Copy, exactly and without additions, every line in the records below from the one holding "box: [151, 102, 173, 113]" through the one holding "box: [1, 234, 400, 265]", both ends included.

Stored data
■ ■ ■ ■

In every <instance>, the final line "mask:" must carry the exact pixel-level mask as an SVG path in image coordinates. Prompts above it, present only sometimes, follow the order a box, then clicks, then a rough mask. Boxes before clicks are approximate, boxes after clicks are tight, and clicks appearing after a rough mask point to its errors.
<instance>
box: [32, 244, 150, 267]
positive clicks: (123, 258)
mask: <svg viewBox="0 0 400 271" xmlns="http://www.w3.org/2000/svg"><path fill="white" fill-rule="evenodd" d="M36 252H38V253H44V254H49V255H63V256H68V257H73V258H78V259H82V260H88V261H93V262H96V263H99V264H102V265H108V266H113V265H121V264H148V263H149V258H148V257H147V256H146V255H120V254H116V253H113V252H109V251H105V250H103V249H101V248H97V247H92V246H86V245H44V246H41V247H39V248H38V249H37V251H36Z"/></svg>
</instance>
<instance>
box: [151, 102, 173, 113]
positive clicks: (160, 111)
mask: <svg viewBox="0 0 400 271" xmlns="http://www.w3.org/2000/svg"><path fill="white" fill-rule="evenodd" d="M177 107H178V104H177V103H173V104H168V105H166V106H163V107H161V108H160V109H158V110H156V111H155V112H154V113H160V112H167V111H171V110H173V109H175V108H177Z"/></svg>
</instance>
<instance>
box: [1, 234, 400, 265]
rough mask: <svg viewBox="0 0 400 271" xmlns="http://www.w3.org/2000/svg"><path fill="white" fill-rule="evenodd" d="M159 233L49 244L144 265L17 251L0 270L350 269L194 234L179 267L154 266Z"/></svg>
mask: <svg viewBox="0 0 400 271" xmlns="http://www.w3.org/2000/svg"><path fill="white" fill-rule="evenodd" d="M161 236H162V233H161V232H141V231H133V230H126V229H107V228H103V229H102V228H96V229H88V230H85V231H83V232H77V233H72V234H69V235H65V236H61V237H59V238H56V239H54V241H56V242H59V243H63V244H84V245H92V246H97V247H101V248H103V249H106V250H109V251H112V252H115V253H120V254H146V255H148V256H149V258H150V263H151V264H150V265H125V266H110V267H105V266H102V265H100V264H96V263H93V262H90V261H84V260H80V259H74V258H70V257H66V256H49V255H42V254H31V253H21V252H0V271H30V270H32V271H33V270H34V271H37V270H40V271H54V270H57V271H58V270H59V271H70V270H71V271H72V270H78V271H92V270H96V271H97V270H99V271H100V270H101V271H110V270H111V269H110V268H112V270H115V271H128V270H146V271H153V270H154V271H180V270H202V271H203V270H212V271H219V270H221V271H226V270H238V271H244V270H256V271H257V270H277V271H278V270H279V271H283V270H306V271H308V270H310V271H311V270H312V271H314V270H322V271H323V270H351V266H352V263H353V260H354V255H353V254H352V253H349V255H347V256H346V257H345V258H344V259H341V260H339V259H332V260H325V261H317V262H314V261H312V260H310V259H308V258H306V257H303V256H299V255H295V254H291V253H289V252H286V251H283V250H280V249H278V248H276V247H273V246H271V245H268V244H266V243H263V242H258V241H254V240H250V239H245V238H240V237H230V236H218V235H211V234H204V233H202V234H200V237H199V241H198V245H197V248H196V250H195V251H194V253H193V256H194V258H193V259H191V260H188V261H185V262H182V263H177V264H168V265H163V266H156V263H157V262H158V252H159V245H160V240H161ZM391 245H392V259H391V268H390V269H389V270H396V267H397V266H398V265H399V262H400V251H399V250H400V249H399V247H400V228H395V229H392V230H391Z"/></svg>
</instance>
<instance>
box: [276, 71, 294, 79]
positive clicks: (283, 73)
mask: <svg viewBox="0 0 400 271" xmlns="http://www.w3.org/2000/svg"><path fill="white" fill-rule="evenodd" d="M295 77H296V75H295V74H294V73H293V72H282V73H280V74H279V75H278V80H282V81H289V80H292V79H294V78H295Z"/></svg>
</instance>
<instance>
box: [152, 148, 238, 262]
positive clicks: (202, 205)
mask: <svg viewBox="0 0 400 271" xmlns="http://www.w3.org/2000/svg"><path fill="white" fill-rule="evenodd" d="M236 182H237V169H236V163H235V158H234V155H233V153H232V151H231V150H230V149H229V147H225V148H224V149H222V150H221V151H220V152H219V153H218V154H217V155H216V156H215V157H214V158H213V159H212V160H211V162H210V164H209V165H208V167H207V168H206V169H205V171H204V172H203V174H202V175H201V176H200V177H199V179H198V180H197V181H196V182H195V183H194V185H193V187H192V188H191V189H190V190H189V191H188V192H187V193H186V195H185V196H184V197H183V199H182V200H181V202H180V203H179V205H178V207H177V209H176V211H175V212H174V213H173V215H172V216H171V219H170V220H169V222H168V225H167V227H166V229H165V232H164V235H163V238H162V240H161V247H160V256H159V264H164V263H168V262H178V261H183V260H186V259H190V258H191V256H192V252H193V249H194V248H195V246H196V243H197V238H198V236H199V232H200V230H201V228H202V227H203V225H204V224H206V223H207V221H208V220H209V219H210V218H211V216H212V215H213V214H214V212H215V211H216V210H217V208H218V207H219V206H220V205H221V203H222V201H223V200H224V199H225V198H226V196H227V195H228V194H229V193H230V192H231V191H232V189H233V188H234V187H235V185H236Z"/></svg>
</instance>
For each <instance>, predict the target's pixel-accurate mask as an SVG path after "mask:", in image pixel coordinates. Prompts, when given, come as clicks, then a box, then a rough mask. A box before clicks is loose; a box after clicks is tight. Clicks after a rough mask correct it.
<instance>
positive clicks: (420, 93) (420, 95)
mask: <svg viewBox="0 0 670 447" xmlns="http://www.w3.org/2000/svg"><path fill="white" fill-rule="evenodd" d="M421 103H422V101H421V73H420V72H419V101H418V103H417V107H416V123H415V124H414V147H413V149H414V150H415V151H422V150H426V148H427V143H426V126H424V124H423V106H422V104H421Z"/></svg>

■ ■ ■ ■

Expected answer.
box: [151, 102, 173, 113]
positive clicks: (160, 111)
mask: <svg viewBox="0 0 400 271" xmlns="http://www.w3.org/2000/svg"><path fill="white" fill-rule="evenodd" d="M177 107H178V104H177V103H173V104H168V105H166V106H163V107H161V108H160V109H158V110H156V111H155V112H154V113H160V112H167V111H171V110H173V109H175V108H177Z"/></svg>
</instance>
<instance>
box: [1, 234, 400, 265]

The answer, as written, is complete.